Problem description: Output exactly the span of lines beginning with the one that holds "[point] every instance of the black" and ending with the last line of the data below.

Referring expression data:

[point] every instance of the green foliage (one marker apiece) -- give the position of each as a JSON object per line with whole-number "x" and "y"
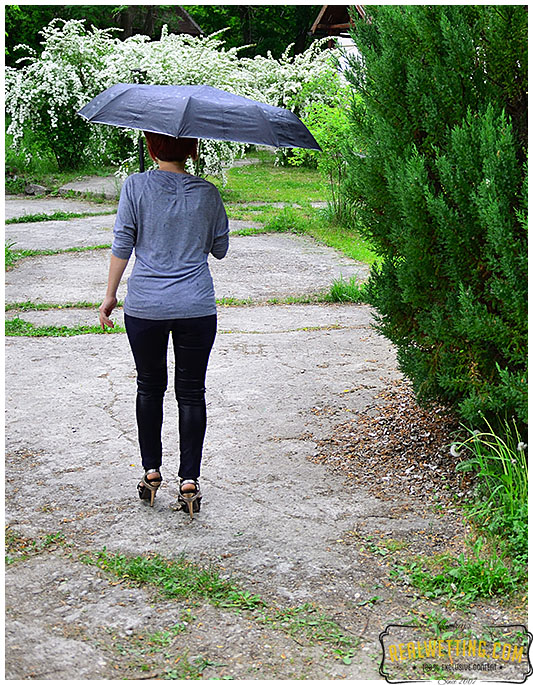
{"x": 441, "y": 192}
{"x": 19, "y": 327}
{"x": 348, "y": 291}
{"x": 462, "y": 580}
{"x": 501, "y": 505}
{"x": 329, "y": 123}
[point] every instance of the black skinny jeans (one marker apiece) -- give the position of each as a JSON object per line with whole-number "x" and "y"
{"x": 192, "y": 340}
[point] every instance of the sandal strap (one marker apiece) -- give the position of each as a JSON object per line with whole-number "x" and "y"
{"x": 193, "y": 481}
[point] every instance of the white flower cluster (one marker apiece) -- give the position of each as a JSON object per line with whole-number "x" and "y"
{"x": 76, "y": 64}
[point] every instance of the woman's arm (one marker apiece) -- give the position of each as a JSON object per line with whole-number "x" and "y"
{"x": 116, "y": 269}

Written answer:
[point] every instance of the black skinny jeans (one marker apiece) -- give the position of each as a JSON object per line with whole-number "x" and "y"
{"x": 192, "y": 340}
[point] every instance of the sandal strap (one marker apiece) -- give the position of each as a JSON object per line with whole-number "x" and "y"
{"x": 193, "y": 481}
[point] every instance of the white flower cluster (one marker apiece) -- give the position of each as a JSON object per line with whole-number "x" and "y"
{"x": 76, "y": 64}
[point] every instance of the woman's arm (one marker apiece) -- give the position of each as a JSON object per line with whole-number "x" and "y"
{"x": 116, "y": 269}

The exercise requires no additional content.